▶ **Yapılacak İş**:
Gusül hakkındaki metinde "Ayrıca tam güneş" ile başlayıp "gayriihtiyarî, fark etmez." ile biten kısmı hiç değiştirmeden tekrarla.

FARZ GUSÜLLER
Farz gusüller yedi tanedir:
1) Cenabet guslü.
2) Hayız guslü.
3) Nifas guslü.
4) İstihaze guslü.
5) Ölüye dokunma guslü.
6) Ölü guslü.
7) Nezir, yemin vb. şeyler nedeniyle farz olan gusül.
Ayrıca tam güneş tutulması veya ay tutulmasında, bilerek namazını geciktirerek kazaya bırakırsa; vacip ihtiyata göre, kaza namazını kılmak için gusül almalıdır.
CENABET HÜKÜMLERİ
344- İnsan, iki yolla cünüp olur:
1) Cinsel ilişkide bulunmak.
2) İnsandan meni çıkması. İster uyku hâlinde olsun, ister uyanık; az olsun veya çok olsun; olsun veya şehvetsiz; ihtiyarî olsun veya gayriihtiyarî, fark etmez.
345- İnsandan bir ıslaklık gelir ve meni mi, idrar mı veya bunlardan başka bir şey mi olduğunu bilmezse; eğer şehvetle ve atılarak dışarı çıkar ve akmasından sonra bedende gevşeklik meydana gelirse o ıslaklık meni hükmündedir. Çıkan yaşlıkta, bu üç özellikten hiçbirisi veya bunlardan birisi olmazsa, meni hükmünü taşımaz. Ama hastalarda bu rutubetin atılarak çıkmasına ve akmasından sonra bedenin gevşmesi gerekmez, şehvetle çıkarsa meni hükmündedir. Şakalaşma esnasında veya şehveti düşüncelerden dolayı kadının kendisinden gelen rutubet temizdir, gusul gerektirmez ve abdesti de bozmaz. Fakat kadınlardan genellikle şehvetin doruğunda gelen, meni geldi denilecek derecede olan, elbiseye de bulaşan sıvı necistir ve cenabete sebep olur. Yine farz ihtiyat gereği zevkin doruğuna ulaşmadan gelen, benzerinin ise tam doyuma ulaştıktan donra geldiği fazla sıvı da aynı hükümdedir.

Veri kümesi girdileri
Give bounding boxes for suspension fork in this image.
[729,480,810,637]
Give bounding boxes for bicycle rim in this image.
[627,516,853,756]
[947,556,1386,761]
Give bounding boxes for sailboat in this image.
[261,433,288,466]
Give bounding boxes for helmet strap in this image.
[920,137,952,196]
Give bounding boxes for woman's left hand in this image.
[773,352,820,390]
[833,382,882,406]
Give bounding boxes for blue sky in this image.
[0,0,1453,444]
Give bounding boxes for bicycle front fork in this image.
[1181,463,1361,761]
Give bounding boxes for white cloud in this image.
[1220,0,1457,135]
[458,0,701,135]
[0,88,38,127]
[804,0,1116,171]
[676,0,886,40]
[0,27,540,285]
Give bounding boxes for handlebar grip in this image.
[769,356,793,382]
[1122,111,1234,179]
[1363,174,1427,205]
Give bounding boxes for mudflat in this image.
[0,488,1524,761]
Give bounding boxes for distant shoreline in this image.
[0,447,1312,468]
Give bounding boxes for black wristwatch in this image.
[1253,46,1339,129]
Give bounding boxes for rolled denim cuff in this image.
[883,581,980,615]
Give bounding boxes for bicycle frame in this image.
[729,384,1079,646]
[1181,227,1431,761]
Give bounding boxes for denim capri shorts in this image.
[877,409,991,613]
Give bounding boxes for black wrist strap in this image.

▶ **Görevin Çözümü**:
Ayrıca tam güneş tutulması veya ay tutulmasında, bilerek namazını geciktirerek kazaya bırakırsa; vacip ihtiyata göre, kaza namazını kılmak için gusül almalıdır.
CENABET HÜKÜMLERİ
344- İnsan, iki yolla cünüp olur:
1) Cinsel ilişkide bulunmak.
2) İnsandan meni çıkması. İster uyku hâlinde olsun, ister uyanık; az olsun veya çok olsun; olsun veya şehvetsiz; ihtiyarî olsun veya gayriihtiyarî, fark etmez.